What is asked:
Using the text on tax credits and deductions below, please explain in one to three sentences why someone with a $600 tax bill and a $1,000 non-refundable credit does not get a $400 refund.

Tax Credit and Tax Deduction – Know the Difference
Understanding the difference between tax credits and tax deductions, both credits and deductions help in reducing your tax liabilities, but in different ways.
- Tax credits provide a dollar-for-dollar reduction of your income tax liability. For example, if you have a tax credit of 10,000, then you would save 10,000 on your taxes.
- Tax deductions reduce how much of your income is subject to taxes. For example, if you are in the 20% tax bracket, a $10,000 deduction saves you $2,000 in tax (0.20 x $10,000 = $2,000).
Tax credits help to reduce your tax liability dollar-for-dollar, but they cannot lower your income tax liability to less than zero. Also, they expire in the year they are used. Breaking it down further, refundable and non-refundable tax credits.
Non-refundable can only reduce the amount of tax owed, the remainder will not be issued as a refund. For example, if your tax bill is $600 dollars and you have a $1,000 non-refundable credit you do not get a $400 dollar refund. The 400 dollar tax credit left over expires that year and cannot be used again.

Dataset rows:
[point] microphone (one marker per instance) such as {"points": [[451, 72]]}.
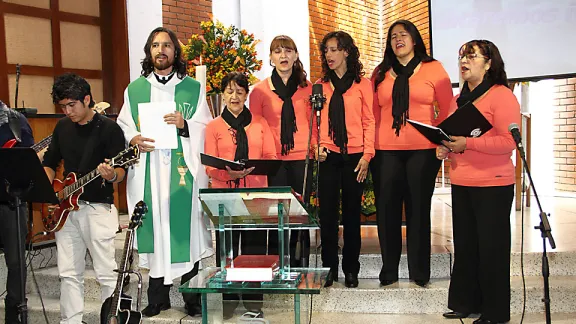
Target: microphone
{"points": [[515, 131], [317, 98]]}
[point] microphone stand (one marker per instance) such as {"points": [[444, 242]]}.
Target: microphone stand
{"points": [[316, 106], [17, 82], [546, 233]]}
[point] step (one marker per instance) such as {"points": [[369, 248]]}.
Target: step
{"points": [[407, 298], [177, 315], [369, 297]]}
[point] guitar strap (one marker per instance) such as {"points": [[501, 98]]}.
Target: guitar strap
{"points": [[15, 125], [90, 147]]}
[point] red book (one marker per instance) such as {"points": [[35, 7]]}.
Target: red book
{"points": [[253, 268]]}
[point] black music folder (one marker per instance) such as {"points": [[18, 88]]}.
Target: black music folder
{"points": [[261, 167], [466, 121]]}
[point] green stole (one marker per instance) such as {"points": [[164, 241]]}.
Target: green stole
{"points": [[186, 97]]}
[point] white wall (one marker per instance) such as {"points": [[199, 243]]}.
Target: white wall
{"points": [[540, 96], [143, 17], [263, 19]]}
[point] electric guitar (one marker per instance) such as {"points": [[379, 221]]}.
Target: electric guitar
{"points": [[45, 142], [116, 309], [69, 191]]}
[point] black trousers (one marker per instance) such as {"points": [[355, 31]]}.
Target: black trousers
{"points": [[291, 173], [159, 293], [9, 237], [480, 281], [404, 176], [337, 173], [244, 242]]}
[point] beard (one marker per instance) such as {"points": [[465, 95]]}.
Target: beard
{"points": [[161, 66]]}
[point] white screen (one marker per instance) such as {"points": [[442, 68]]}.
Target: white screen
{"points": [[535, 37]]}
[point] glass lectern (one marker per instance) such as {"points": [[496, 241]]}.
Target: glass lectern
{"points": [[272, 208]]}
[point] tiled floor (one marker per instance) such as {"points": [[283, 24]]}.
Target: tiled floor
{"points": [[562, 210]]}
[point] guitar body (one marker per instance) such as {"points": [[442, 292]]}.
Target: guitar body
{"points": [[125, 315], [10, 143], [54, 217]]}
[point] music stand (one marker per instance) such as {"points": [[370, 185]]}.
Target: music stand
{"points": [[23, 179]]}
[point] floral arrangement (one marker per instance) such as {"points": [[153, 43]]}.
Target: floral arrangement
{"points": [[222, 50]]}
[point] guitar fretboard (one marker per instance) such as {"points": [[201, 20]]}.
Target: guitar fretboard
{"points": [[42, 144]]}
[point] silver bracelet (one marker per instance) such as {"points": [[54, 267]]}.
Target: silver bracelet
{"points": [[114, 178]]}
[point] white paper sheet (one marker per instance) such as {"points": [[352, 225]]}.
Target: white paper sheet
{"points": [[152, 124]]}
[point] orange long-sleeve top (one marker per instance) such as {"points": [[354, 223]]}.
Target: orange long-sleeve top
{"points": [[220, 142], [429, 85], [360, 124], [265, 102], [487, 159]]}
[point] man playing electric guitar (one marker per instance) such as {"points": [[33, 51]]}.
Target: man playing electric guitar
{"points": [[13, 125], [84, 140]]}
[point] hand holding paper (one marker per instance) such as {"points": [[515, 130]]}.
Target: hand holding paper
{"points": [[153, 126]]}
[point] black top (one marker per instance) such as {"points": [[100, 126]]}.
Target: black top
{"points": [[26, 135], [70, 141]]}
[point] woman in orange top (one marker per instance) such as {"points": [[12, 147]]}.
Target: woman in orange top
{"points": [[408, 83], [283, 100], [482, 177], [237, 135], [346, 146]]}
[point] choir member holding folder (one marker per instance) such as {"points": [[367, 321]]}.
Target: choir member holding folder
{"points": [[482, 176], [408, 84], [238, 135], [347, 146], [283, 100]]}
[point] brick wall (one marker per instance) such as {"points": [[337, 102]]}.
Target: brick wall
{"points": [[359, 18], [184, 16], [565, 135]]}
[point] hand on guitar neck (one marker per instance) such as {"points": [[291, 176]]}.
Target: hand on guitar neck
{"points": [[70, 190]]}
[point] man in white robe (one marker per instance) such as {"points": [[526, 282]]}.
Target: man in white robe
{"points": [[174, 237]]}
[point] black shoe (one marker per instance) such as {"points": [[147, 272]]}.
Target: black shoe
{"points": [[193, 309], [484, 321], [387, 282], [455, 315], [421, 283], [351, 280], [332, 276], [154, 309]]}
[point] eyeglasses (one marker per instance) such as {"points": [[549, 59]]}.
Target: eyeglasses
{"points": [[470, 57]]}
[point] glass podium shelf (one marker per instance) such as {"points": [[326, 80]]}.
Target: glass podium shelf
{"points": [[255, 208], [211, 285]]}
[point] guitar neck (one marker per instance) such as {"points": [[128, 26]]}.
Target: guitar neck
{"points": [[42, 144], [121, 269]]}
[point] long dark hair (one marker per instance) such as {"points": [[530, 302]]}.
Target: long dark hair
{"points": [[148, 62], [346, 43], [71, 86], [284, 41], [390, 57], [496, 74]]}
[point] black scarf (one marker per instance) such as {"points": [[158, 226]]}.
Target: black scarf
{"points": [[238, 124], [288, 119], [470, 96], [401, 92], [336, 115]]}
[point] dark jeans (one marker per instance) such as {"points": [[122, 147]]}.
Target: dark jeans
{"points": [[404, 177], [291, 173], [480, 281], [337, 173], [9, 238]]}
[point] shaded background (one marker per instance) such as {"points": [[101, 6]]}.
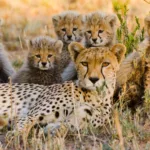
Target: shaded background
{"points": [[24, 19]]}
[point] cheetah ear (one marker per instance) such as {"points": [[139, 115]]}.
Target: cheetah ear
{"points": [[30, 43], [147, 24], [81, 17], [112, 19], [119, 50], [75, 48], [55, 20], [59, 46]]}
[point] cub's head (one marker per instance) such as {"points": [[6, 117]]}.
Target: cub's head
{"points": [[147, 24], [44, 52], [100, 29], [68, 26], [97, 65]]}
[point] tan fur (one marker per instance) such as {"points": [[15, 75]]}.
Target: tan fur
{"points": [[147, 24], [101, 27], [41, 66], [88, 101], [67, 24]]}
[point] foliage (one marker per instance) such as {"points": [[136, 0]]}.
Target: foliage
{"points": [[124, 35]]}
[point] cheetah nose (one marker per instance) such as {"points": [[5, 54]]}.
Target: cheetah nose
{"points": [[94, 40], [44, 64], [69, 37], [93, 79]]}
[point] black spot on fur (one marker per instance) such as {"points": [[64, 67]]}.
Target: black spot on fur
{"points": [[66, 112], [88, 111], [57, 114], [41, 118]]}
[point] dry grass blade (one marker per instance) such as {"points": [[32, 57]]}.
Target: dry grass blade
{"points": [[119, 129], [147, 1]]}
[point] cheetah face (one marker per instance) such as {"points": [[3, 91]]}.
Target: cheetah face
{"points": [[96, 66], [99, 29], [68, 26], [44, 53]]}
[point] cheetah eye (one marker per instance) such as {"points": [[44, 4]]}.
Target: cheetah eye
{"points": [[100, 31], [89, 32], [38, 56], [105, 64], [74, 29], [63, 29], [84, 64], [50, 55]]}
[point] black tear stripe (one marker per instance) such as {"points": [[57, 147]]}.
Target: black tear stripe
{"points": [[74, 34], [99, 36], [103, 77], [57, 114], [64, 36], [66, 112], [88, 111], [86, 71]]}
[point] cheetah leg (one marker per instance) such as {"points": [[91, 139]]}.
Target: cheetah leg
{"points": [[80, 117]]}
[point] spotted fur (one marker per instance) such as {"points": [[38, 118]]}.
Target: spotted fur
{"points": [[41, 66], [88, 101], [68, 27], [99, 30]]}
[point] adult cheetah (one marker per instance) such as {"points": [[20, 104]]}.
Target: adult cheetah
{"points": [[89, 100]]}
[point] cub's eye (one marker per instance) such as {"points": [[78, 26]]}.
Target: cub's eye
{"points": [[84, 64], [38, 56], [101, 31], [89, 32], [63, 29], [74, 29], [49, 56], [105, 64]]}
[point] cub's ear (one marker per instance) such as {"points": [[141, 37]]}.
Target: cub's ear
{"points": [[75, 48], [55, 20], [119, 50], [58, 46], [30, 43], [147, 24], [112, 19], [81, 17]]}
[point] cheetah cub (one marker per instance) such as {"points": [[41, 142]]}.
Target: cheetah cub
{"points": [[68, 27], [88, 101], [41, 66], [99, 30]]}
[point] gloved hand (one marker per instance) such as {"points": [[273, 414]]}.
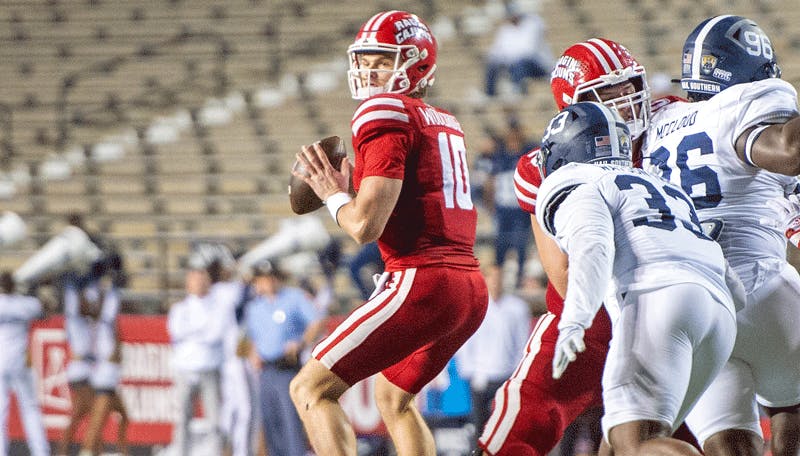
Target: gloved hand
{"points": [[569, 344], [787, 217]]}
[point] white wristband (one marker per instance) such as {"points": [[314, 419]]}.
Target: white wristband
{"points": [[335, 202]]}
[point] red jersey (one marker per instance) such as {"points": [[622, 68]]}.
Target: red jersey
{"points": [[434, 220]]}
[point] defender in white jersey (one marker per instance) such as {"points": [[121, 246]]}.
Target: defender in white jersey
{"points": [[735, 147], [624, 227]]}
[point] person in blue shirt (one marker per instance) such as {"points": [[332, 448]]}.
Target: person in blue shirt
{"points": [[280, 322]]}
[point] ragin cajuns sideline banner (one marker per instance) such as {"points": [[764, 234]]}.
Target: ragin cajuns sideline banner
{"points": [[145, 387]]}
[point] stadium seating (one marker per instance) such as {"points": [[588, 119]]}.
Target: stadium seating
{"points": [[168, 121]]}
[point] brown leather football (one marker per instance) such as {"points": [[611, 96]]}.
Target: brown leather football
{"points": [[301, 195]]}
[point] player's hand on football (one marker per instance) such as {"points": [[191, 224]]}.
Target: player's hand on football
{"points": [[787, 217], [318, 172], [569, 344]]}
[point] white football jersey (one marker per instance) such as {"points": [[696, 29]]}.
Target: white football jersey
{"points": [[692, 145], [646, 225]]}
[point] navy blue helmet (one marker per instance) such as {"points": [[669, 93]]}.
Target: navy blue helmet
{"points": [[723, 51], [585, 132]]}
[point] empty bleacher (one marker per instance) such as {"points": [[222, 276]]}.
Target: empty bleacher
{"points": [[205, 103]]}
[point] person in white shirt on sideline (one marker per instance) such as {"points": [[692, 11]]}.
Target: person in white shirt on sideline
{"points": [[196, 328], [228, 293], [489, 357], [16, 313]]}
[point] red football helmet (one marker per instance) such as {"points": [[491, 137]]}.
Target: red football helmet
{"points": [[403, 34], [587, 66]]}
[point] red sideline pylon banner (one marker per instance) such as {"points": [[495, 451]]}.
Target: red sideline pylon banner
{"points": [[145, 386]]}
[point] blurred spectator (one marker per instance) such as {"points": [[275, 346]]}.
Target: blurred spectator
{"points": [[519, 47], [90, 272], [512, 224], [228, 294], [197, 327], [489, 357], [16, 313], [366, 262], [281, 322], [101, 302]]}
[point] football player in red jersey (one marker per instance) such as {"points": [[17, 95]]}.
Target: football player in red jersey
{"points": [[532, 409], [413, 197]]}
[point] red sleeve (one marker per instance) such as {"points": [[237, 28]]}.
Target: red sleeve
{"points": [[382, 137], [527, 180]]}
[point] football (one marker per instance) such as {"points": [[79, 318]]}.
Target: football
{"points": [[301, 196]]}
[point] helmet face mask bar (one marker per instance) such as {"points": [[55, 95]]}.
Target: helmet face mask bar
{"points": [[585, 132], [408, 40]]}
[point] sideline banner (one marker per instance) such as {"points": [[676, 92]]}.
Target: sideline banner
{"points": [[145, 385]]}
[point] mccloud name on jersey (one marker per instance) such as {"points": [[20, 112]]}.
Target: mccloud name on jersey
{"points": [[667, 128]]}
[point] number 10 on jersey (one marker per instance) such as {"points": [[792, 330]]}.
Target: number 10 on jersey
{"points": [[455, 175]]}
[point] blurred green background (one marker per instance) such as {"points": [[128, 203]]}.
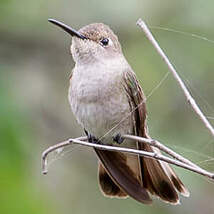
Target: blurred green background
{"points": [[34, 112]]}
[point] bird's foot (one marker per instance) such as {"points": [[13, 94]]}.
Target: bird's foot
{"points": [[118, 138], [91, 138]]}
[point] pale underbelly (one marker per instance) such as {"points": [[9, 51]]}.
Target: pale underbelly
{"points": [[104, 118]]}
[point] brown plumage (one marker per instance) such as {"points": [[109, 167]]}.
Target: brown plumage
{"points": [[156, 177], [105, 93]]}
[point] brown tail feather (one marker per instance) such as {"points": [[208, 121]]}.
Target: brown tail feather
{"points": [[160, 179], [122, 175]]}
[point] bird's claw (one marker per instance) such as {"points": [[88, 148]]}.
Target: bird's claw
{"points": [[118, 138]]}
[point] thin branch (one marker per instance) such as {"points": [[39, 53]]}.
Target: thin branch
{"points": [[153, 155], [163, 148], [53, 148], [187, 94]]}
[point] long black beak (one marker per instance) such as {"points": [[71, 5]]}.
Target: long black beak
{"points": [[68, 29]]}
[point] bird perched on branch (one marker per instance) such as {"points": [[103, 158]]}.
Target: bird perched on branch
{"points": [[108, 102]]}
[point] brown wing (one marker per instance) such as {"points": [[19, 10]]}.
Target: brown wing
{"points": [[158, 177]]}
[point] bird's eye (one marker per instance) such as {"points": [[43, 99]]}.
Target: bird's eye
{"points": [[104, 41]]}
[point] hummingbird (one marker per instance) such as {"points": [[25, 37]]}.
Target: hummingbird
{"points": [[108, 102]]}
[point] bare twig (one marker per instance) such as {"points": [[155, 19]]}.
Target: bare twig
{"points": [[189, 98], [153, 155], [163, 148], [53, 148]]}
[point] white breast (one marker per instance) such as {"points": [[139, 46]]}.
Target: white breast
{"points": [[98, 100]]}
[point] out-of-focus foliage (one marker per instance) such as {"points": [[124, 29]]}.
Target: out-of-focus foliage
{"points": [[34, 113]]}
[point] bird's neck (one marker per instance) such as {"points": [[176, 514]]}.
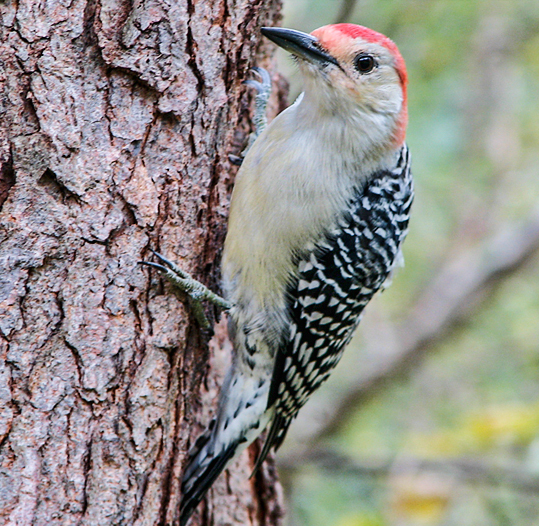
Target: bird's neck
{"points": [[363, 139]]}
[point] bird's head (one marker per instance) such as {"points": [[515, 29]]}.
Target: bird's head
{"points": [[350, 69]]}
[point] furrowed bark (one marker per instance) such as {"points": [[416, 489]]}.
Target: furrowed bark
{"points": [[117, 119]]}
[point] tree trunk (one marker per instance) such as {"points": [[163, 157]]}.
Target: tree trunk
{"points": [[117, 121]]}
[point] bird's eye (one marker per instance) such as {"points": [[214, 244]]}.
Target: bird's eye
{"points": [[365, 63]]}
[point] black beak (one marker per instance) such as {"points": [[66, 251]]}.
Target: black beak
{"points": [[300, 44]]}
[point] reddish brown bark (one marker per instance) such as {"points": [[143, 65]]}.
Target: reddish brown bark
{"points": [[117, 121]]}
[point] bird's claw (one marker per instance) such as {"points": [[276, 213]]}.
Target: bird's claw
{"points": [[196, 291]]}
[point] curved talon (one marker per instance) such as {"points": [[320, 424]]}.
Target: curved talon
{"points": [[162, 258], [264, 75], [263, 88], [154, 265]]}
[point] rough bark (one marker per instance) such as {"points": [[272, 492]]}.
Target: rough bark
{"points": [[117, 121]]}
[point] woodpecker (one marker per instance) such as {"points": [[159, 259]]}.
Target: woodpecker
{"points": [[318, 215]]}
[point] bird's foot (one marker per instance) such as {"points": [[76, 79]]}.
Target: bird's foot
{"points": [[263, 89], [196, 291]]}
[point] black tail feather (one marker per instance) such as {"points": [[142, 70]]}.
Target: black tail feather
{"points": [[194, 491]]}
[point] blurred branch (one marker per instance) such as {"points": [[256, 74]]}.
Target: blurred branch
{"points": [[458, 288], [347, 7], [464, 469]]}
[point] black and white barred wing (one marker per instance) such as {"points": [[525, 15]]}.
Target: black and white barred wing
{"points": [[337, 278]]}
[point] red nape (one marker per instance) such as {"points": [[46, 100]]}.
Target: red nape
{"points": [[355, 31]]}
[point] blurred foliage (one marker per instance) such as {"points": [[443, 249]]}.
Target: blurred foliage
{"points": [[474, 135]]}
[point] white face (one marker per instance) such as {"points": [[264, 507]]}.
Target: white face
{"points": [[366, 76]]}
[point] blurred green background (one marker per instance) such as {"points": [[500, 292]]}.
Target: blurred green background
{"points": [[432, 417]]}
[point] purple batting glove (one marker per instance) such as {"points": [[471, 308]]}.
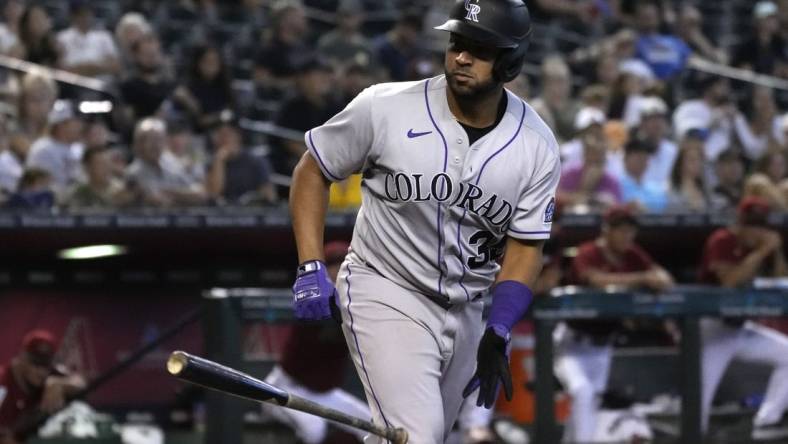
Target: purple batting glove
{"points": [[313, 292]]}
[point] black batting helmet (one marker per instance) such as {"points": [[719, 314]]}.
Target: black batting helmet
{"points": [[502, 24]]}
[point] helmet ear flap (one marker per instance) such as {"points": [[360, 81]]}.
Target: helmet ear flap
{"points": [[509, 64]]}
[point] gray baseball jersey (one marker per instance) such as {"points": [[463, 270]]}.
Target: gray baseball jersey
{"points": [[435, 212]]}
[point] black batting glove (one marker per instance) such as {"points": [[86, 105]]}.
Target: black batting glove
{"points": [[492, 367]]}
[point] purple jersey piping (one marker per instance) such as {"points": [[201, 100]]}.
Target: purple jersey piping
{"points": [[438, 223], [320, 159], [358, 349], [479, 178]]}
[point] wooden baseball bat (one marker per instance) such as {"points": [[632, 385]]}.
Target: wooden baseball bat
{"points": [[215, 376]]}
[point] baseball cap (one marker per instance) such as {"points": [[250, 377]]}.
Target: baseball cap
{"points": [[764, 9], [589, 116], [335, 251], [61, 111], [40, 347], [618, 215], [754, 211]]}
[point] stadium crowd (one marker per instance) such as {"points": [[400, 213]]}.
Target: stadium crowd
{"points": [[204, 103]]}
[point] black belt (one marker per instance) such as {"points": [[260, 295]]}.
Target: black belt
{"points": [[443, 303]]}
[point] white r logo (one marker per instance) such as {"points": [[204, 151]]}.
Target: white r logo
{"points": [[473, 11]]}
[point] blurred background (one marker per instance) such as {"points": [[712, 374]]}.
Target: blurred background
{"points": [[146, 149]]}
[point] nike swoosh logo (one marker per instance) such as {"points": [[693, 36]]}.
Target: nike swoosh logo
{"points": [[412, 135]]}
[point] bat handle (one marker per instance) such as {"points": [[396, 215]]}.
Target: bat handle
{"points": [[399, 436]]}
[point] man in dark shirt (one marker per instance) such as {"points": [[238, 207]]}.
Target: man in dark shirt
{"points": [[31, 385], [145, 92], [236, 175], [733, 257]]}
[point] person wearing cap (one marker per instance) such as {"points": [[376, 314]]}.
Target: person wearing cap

Output for this exercise:
A non-refundable credit can only reduce the amount of tax owed, and any remainder is not issued as a refund. Once the $600 bill is covered, the leftover $400 of credit expires that year and cannot be used again.